In Planned Parenthood of the Heartland, Inc. v. Reynolds (Planned Parenthood IV), the Supreme Court of Iowa deadlocked 3-3 on a motion to revive Iowa Code chapter 146C’s “fetal heartbeat” abortion law, which has been permanently enjoined from enforcement since 2019. Because the court was unable to reach a majority, the district court’s permanent injunction remains in place, though every justice that participated either authored or joined a nonprecedential opinion.

This case is the continuation of a series of challenges[1] by Planned Parenthood to various Iowa state abortion provisions that began in 2015. In 2018, before the U.S. Supreme Court overturned Roe v. Wade, the Iowa legislature passed a law known as the “fetal heartbeat bill” to prohibit most abortions after six weeks of pregnancy.[2] When Planned Parenthood sued, a state district court ruled the law was unconstitutional under the “undue burden” standard and entered a permanent injunction blocking its enforcement.[3] The state did not appeal or challenge the injunction at the time. Later, after the Iowa Supreme Court held there is no “fundamental right to an abortion in Iowa’s Constitution subjecting abortion to strict scrutiny,”[4] and after the U.S. Supreme Court’s decision in Dobbs v. Jackson Women’s Health Org. overruling Roe v. Wade, the state of Iowa filed a motion with the district court seeking to dissolve the permanent injunction because those cases “constitute a substantial change in the law that justifies the dissolution of the existing permanent injunction because no right to an abortion exists under Iowa’s Constitution or the federal constitution.”[5]

The district court held there was no basis to dissolve the permanent injunction for three reasons. First, unlike in federal law, Iowa rules of civil procedure provide no avenue to “modify or vacate a permanent injunction more than one year after judgment based on a change in law.”[6] Second, the court did not have “inherent authority” to modify or vacate the injunction because there was no “compelling circumstance” at play that “would allow [the court] to find an exception to a jurisdictional limitation.”[7] Third, the court did not consider either Planned Parenthood III or Dobbs to be a substantial change in the law because Planned Parenthood III left the undue burden standard in place under Iowa law, and the original injunction was decided under the undue burden standard.[8] While Dobbs may have overruled the undue burden standard under federal law, the district court noted that the Iowa Supreme Court has not overruled it under the Iowa Constitution, and therefore, the court held, no substantial change in the law had occurred.[9] As such, the district court left its permanent injunction in place barring enforcement of the fetal heartbeat bill.

The state appealed to the Iowa Supreme Court. Justice Dana Oxley did not participate, and the remainder of the court was split evenly 3-3. As such, under Iowa Code § 602.4107, the court issued an order affirming the district court.[10] Several justices issued nonprecedential opinions.

☆ ☆ ☆ ☆

Exercise description » Write out, word for word, the part of the case summary that begins at the words "The state appealed" and stops after "issued nonprecedential opinions.". The material after this has no connection to the case summary.

Shape annotation entries
☆ ☆ ☆ ☆

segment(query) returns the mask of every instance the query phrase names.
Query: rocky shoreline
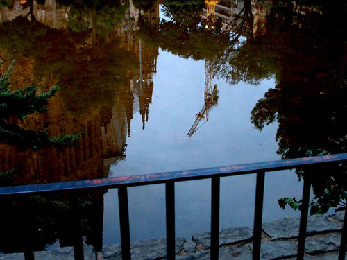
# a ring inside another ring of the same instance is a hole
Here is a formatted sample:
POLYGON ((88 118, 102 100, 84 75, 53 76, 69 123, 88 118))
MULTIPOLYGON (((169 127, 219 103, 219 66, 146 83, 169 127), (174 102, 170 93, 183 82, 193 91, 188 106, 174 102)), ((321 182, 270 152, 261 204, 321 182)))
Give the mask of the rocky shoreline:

☆ ☆ ☆ ☆

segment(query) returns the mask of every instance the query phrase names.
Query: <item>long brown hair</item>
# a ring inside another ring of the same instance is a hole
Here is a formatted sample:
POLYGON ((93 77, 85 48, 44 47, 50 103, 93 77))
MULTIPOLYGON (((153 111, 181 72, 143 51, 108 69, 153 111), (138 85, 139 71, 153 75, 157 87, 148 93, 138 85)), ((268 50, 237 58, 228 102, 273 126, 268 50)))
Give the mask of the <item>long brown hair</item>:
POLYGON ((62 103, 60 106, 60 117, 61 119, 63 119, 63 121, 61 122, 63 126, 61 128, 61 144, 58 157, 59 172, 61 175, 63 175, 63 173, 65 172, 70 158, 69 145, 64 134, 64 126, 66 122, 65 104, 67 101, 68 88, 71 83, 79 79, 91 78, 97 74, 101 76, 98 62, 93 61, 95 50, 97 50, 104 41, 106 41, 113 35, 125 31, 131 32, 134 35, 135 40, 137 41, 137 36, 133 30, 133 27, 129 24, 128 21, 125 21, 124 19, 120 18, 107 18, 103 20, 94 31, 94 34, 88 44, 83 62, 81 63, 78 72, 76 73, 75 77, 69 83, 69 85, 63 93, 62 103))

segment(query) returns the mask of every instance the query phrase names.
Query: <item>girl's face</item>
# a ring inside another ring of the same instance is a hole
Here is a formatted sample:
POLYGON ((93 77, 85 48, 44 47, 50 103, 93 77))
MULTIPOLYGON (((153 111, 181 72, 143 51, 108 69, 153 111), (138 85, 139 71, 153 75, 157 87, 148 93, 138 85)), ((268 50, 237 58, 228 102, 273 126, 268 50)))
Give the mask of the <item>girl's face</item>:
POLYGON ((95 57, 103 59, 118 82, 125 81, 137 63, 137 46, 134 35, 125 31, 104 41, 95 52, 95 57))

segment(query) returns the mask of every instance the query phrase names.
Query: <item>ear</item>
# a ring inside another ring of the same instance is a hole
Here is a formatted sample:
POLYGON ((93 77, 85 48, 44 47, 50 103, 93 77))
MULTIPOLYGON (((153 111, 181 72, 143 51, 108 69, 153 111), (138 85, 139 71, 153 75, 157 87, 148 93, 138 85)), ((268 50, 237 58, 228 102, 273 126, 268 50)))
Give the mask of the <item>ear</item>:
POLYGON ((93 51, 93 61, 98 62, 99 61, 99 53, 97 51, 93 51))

☆ ☆ ☆ ☆

Solution to this exercise »
The state appealed to the Iowa Supreme Court. Justice Dana Oxley did not participate, and the remainder of the court was split evenly 3-3. As such, under Iowa Code § 602.4107, the court issued an order affirming the district court.[10] Several justices issued nonprecedential opinions.